TASK SET.
**a)** Could you rewrite the paragraph of the Middle East passage that begins "Although the Middle East has always been" more briefly, keeping its main facts?
**b)** Would you duplicate everything in the Middle East passage from "Although the Middle" down to "to do them."?

GIVEN PASSAGE.
Perhaps the United States will escape its many gratuitous failings as it rests in the safety imperfectly assured by the great expanse of the oceans, and as the Middle East taxes its own strengths in war after war. For its wars, atrocities, coups, schisms, and collapses represent not only threats but their diminution as the region is stressed. Nonetheless, the chaos gives rise to forces that even if fractionated and small will remain a danger of the first order in light of nuclear, chemical, and biological weapons.
Although the Middle East has always been and should always be a secondary theater, for the weak hand, we have given it the attention of the strong hand, and failed. We fail because we are not willing to do the difficult things we had always come around to when facing clear and present dangers. Yet it is not impossible to do them.

RECORDS SUPPLIED.
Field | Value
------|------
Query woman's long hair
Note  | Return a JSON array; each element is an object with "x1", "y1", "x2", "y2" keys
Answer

TASK-BY-TASK SOLUTIONS.
**a)** The Middle East is, and should stay, a secondary theater for the weak hand. Yet we gave it the strong hand's attention and failed, because we won't do the difficult things we once did when facing clear and present dangers. Doing them is still possible.

**b)**
Although the Middle East has always been and should always be a secondary theater, for the weak hand, we have given it the attention of the strong hand, and failed. We fail because we are not willing to do the difficult things we had always come around to when facing clear and present dangers. Yet it is not impossible to do them.